╭─ DATA RECORDS

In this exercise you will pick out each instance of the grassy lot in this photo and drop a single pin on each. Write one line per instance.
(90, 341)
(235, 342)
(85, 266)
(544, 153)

╰─

PROBLEM STATEMENT -
Above are some records; repeat all of them exactly.

WRITTEN RESPONSE -
In this exercise you will pick out each instance of the grassy lot in this photo and drop a single pin on each. Write one line per instance.
(90, 341)
(235, 342)
(85, 266)
(544, 153)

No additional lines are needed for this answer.